▶ WHAT TO PRODUCE
Of the lines below, report only those that contain "hair".

▶ INFORMATION SHOWN
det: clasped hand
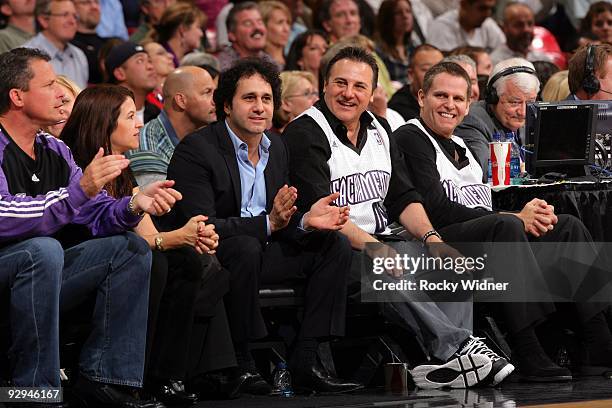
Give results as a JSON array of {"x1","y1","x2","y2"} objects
[
  {"x1": 516, "y1": 198, "x2": 557, "y2": 237},
  {"x1": 182, "y1": 215, "x2": 219, "y2": 254}
]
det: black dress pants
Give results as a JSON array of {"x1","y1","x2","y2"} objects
[
  {"x1": 215, "y1": 230, "x2": 352, "y2": 344},
  {"x1": 146, "y1": 248, "x2": 209, "y2": 380},
  {"x1": 439, "y1": 213, "x2": 608, "y2": 334}
]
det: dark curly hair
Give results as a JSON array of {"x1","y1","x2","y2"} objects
[{"x1": 214, "y1": 58, "x2": 282, "y2": 121}]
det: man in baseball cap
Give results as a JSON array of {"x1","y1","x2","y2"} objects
[{"x1": 106, "y1": 41, "x2": 160, "y2": 123}]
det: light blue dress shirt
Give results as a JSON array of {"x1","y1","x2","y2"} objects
[
  {"x1": 24, "y1": 32, "x2": 89, "y2": 89},
  {"x1": 226, "y1": 121, "x2": 272, "y2": 235},
  {"x1": 96, "y1": 0, "x2": 129, "y2": 40}
]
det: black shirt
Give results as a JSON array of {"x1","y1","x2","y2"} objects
[
  {"x1": 1, "y1": 128, "x2": 70, "y2": 197},
  {"x1": 283, "y1": 99, "x2": 422, "y2": 224},
  {"x1": 391, "y1": 118, "x2": 493, "y2": 230},
  {"x1": 388, "y1": 84, "x2": 420, "y2": 121}
]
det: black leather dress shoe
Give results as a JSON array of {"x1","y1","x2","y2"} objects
[
  {"x1": 188, "y1": 370, "x2": 248, "y2": 400},
  {"x1": 238, "y1": 369, "x2": 272, "y2": 395},
  {"x1": 151, "y1": 380, "x2": 197, "y2": 406},
  {"x1": 72, "y1": 377, "x2": 166, "y2": 408},
  {"x1": 292, "y1": 362, "x2": 364, "y2": 394}
]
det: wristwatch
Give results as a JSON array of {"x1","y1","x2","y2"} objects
[
  {"x1": 128, "y1": 194, "x2": 144, "y2": 216},
  {"x1": 154, "y1": 234, "x2": 164, "y2": 251}
]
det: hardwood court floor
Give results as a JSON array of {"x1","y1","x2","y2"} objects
[{"x1": 197, "y1": 377, "x2": 612, "y2": 408}]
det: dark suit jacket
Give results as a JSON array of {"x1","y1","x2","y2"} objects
[{"x1": 161, "y1": 120, "x2": 301, "y2": 244}]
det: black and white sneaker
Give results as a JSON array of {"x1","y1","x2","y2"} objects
[
  {"x1": 455, "y1": 336, "x2": 515, "y2": 386},
  {"x1": 410, "y1": 354, "x2": 492, "y2": 389}
]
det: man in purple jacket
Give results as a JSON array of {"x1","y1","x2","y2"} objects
[{"x1": 0, "y1": 48, "x2": 181, "y2": 408}]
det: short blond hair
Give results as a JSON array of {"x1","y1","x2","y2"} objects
[
  {"x1": 274, "y1": 70, "x2": 316, "y2": 128},
  {"x1": 56, "y1": 75, "x2": 81, "y2": 98},
  {"x1": 541, "y1": 70, "x2": 569, "y2": 102},
  {"x1": 280, "y1": 70, "x2": 316, "y2": 101},
  {"x1": 259, "y1": 0, "x2": 291, "y2": 25}
]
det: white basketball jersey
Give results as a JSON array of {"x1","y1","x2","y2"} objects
[
  {"x1": 407, "y1": 119, "x2": 492, "y2": 210},
  {"x1": 304, "y1": 106, "x2": 392, "y2": 234}
]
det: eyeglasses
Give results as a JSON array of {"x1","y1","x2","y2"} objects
[
  {"x1": 286, "y1": 90, "x2": 319, "y2": 99},
  {"x1": 45, "y1": 12, "x2": 79, "y2": 20}
]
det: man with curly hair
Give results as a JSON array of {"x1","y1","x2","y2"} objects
[{"x1": 161, "y1": 58, "x2": 363, "y2": 395}]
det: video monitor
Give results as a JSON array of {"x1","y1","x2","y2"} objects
[{"x1": 525, "y1": 101, "x2": 598, "y2": 177}]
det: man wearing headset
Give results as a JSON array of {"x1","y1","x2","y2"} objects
[
  {"x1": 454, "y1": 58, "x2": 539, "y2": 181},
  {"x1": 567, "y1": 43, "x2": 612, "y2": 101}
]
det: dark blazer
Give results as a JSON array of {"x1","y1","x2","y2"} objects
[{"x1": 162, "y1": 120, "x2": 300, "y2": 244}]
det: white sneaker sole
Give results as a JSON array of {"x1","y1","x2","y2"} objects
[
  {"x1": 491, "y1": 362, "x2": 515, "y2": 385},
  {"x1": 410, "y1": 354, "x2": 493, "y2": 389}
]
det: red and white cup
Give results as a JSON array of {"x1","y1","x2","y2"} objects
[{"x1": 490, "y1": 141, "x2": 511, "y2": 186}]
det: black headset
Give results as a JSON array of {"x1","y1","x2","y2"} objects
[
  {"x1": 582, "y1": 44, "x2": 600, "y2": 96},
  {"x1": 484, "y1": 66, "x2": 537, "y2": 105}
]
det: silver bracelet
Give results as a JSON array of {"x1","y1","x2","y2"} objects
[{"x1": 127, "y1": 194, "x2": 144, "y2": 217}]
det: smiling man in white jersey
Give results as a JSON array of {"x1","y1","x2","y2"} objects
[
  {"x1": 393, "y1": 61, "x2": 612, "y2": 381},
  {"x1": 283, "y1": 46, "x2": 515, "y2": 389}
]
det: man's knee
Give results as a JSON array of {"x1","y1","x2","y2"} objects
[
  {"x1": 554, "y1": 214, "x2": 591, "y2": 241},
  {"x1": 20, "y1": 237, "x2": 64, "y2": 279},
  {"x1": 218, "y1": 235, "x2": 263, "y2": 261}
]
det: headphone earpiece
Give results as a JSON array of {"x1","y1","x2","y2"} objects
[
  {"x1": 582, "y1": 45, "x2": 600, "y2": 96},
  {"x1": 484, "y1": 66, "x2": 537, "y2": 106}
]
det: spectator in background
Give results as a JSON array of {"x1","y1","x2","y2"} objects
[
  {"x1": 568, "y1": 43, "x2": 612, "y2": 100},
  {"x1": 443, "y1": 54, "x2": 480, "y2": 101},
  {"x1": 217, "y1": 1, "x2": 275, "y2": 70},
  {"x1": 180, "y1": 50, "x2": 220, "y2": 79},
  {"x1": 260, "y1": 0, "x2": 291, "y2": 69},
  {"x1": 285, "y1": 29, "x2": 328, "y2": 78},
  {"x1": 72, "y1": 0, "x2": 106, "y2": 84},
  {"x1": 450, "y1": 45, "x2": 492, "y2": 75},
  {"x1": 127, "y1": 66, "x2": 217, "y2": 185},
  {"x1": 46, "y1": 74, "x2": 81, "y2": 136},
  {"x1": 388, "y1": 44, "x2": 443, "y2": 121},
  {"x1": 272, "y1": 70, "x2": 318, "y2": 133},
  {"x1": 375, "y1": 0, "x2": 416, "y2": 85},
  {"x1": 24, "y1": 0, "x2": 88, "y2": 88},
  {"x1": 490, "y1": 2, "x2": 552, "y2": 67},
  {"x1": 541, "y1": 69, "x2": 570, "y2": 101},
  {"x1": 454, "y1": 58, "x2": 540, "y2": 178},
  {"x1": 96, "y1": 0, "x2": 128, "y2": 39},
  {"x1": 152, "y1": 2, "x2": 206, "y2": 67},
  {"x1": 106, "y1": 41, "x2": 160, "y2": 123},
  {"x1": 130, "y1": 0, "x2": 174, "y2": 43},
  {"x1": 143, "y1": 40, "x2": 174, "y2": 109},
  {"x1": 98, "y1": 36, "x2": 123, "y2": 80},
  {"x1": 579, "y1": 1, "x2": 612, "y2": 44},
  {"x1": 318, "y1": 0, "x2": 361, "y2": 43},
  {"x1": 282, "y1": 0, "x2": 309, "y2": 53},
  {"x1": 532, "y1": 60, "x2": 560, "y2": 98},
  {"x1": 0, "y1": 0, "x2": 35, "y2": 53},
  {"x1": 427, "y1": 0, "x2": 505, "y2": 53}
]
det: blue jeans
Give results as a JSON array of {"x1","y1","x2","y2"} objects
[{"x1": 0, "y1": 232, "x2": 151, "y2": 387}]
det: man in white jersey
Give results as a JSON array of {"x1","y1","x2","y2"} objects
[
  {"x1": 393, "y1": 61, "x2": 612, "y2": 381},
  {"x1": 284, "y1": 46, "x2": 514, "y2": 389}
]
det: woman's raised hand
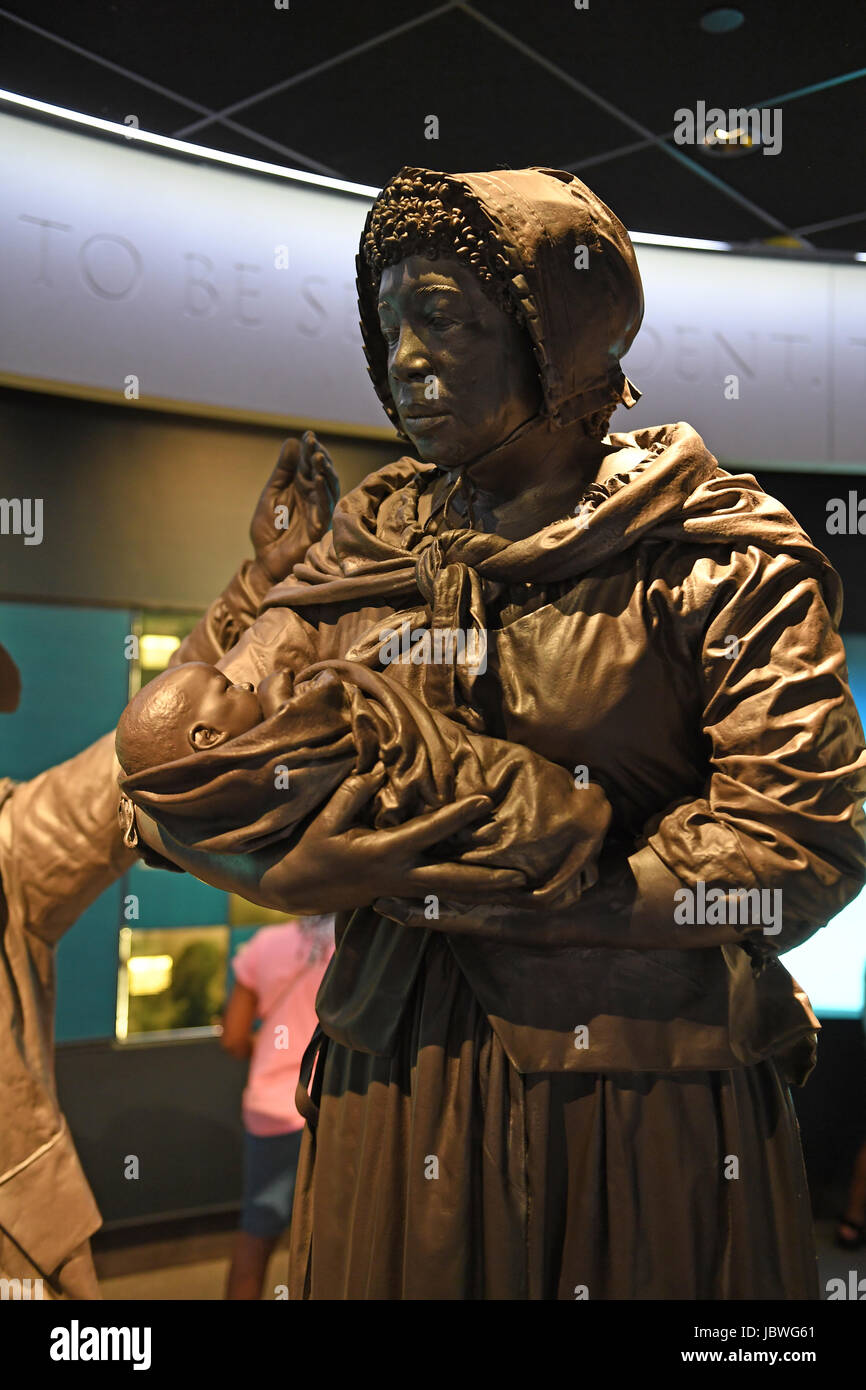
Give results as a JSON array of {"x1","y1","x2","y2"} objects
[{"x1": 250, "y1": 431, "x2": 340, "y2": 585}]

▶ SOLUTION TO THE EXERCISE
det: dark curly hair
det: short blond hair
det: man with curly hair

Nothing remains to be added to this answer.